Assignment —
What is the number of lines in the entries that include the word "resting"? Respond with the number only.

Start of Data for the task

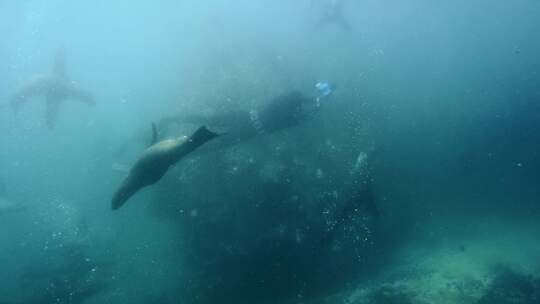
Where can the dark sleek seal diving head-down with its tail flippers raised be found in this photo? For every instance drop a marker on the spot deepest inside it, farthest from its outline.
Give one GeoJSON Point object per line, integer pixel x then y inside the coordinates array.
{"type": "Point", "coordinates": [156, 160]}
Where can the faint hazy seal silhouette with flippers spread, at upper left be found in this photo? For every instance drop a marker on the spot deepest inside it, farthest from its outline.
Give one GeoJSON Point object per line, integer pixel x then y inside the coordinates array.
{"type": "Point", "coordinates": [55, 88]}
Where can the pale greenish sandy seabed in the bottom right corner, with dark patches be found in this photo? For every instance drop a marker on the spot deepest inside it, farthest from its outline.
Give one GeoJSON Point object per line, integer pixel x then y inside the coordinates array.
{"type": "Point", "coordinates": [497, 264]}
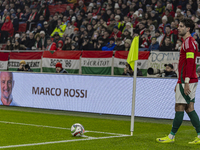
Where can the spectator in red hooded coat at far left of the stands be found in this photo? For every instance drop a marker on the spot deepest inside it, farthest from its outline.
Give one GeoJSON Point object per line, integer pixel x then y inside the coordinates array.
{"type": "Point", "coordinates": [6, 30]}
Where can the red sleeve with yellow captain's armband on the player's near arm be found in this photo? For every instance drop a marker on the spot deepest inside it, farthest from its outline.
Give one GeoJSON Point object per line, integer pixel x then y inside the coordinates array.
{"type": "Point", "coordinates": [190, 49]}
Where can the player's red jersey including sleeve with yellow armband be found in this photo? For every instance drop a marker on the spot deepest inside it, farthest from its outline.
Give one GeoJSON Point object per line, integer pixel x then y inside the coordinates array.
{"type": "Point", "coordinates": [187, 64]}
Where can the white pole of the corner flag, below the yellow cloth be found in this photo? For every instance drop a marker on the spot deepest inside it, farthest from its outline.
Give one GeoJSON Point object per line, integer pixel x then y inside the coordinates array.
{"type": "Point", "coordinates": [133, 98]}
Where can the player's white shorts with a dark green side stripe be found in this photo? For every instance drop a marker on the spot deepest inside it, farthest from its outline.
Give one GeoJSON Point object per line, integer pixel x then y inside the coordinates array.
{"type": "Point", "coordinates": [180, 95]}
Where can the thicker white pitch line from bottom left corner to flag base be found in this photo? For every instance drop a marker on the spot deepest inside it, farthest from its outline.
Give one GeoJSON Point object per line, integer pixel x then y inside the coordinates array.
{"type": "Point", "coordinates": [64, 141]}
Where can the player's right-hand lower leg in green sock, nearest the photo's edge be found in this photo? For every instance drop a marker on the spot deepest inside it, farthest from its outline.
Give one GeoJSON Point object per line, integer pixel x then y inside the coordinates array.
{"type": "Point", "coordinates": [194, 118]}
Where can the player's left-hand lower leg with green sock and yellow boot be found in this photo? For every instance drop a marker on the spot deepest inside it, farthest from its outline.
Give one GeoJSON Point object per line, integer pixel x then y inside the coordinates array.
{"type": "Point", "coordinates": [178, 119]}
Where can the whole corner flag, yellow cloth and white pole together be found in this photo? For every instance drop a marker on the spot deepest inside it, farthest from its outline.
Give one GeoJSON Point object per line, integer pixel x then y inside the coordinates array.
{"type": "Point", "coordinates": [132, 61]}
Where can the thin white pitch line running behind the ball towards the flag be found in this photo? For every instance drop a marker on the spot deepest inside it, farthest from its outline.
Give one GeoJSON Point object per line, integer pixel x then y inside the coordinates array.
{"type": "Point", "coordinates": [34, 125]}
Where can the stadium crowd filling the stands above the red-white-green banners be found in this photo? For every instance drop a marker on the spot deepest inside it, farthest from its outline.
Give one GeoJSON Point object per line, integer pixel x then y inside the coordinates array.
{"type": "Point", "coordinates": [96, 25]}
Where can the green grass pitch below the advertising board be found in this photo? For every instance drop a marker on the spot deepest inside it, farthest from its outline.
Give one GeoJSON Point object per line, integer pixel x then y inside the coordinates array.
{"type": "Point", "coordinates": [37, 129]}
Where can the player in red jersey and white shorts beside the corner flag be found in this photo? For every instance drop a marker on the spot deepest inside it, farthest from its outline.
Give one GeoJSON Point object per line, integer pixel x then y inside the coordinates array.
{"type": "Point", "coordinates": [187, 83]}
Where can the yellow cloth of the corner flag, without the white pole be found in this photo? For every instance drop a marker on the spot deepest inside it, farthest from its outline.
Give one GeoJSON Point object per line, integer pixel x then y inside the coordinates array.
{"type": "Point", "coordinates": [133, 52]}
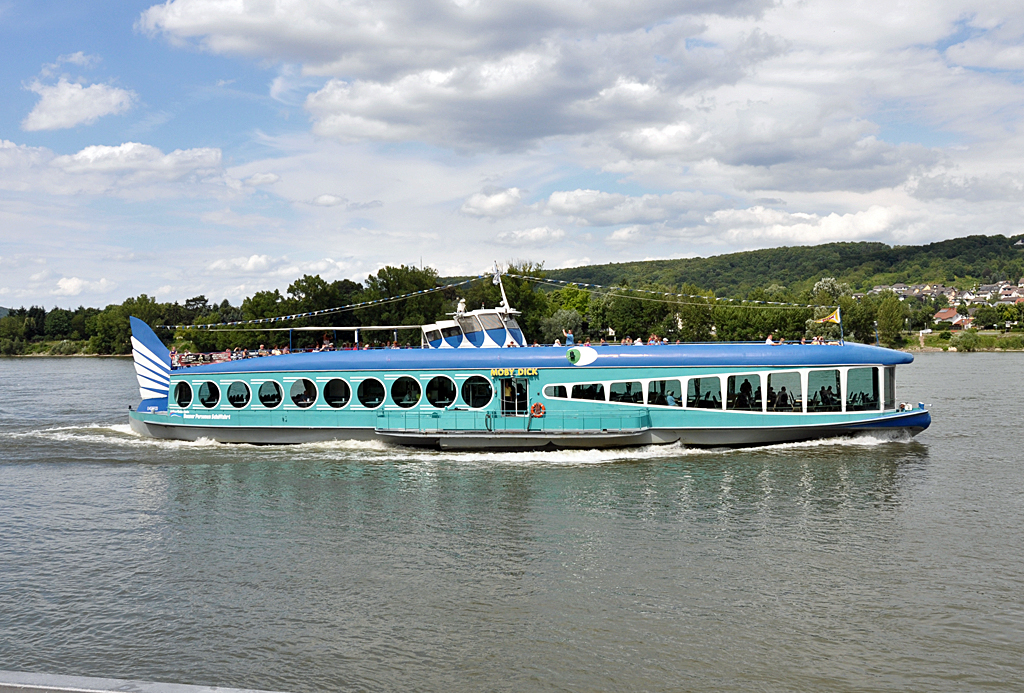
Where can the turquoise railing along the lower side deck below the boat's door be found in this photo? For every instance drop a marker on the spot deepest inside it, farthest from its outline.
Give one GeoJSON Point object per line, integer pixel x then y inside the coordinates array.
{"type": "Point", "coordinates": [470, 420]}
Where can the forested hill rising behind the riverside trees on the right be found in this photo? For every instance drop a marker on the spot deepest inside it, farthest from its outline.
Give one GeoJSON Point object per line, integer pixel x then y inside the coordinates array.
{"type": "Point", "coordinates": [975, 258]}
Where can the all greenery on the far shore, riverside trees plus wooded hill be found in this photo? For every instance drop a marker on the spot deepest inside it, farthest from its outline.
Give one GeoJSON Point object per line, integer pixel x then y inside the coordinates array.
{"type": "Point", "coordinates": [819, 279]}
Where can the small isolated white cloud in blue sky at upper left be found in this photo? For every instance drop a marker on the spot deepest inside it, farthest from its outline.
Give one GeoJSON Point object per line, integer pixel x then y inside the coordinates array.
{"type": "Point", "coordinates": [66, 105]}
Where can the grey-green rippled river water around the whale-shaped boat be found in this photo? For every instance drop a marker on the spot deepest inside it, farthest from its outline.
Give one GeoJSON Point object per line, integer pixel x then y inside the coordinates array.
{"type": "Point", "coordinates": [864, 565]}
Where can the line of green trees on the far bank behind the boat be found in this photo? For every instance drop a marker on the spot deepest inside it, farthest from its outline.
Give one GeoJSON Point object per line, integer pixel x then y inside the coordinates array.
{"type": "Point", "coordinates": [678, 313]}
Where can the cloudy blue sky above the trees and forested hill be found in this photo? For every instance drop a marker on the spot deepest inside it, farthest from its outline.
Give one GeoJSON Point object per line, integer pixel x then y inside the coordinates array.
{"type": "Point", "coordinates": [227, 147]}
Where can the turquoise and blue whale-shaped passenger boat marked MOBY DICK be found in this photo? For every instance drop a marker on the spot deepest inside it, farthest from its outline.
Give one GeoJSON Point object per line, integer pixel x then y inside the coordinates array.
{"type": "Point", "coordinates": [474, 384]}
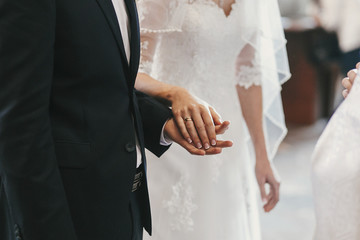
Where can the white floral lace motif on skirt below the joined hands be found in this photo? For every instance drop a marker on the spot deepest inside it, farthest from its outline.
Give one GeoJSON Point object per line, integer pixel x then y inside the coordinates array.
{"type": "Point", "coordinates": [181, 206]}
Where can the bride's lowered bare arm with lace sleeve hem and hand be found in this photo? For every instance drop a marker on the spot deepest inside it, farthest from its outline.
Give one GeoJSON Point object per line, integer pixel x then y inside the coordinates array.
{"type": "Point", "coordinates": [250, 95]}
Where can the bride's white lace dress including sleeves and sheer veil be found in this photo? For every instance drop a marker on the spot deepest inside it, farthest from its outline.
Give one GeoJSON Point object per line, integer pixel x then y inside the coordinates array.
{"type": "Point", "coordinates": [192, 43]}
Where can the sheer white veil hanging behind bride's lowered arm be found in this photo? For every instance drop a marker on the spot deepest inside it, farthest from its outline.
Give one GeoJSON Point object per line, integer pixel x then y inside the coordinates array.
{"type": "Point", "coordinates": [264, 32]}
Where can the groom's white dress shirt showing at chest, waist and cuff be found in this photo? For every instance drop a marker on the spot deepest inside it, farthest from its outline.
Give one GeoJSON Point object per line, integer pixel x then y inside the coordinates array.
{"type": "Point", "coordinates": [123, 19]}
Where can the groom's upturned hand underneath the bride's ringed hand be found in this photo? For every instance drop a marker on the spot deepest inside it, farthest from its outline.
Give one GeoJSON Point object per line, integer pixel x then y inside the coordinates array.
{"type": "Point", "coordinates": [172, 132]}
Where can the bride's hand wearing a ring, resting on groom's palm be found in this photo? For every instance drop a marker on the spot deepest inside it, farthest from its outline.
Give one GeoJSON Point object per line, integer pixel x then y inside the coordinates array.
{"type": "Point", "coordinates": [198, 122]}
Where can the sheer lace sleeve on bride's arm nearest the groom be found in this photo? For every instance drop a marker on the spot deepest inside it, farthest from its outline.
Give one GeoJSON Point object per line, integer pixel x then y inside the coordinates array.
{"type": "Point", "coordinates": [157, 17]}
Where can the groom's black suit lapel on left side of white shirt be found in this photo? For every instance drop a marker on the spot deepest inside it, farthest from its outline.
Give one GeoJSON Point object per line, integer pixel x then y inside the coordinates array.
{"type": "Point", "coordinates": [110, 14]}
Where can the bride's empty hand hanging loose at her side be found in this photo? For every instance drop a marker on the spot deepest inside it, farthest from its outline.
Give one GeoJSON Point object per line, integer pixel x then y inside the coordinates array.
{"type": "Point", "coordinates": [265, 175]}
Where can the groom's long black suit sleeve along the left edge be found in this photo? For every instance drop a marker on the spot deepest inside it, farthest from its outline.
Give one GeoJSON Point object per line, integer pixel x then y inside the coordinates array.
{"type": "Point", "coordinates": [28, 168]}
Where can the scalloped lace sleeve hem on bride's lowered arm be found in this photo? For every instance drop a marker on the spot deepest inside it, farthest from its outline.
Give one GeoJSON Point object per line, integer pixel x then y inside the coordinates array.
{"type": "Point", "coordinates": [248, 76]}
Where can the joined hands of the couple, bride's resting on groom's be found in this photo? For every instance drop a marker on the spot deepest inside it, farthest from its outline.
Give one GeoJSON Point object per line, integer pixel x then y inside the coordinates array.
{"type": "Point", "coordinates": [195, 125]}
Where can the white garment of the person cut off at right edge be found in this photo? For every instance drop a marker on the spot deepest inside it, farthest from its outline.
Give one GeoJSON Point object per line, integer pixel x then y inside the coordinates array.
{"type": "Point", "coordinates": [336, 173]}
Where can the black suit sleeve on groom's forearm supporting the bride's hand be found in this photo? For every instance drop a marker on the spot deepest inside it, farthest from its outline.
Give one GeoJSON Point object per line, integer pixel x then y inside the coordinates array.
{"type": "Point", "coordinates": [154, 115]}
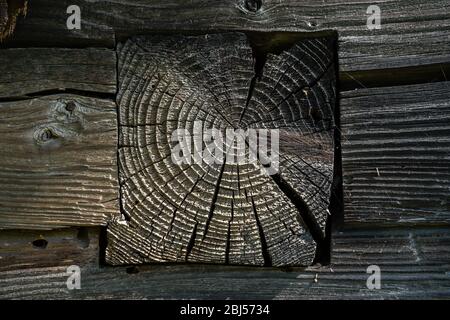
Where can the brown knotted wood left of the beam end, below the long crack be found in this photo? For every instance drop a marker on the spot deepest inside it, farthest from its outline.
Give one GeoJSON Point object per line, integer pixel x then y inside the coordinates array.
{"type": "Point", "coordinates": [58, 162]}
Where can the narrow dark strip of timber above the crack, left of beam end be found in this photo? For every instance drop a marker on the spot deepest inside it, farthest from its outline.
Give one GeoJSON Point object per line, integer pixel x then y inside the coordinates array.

End of Data for the task

Exercise output —
2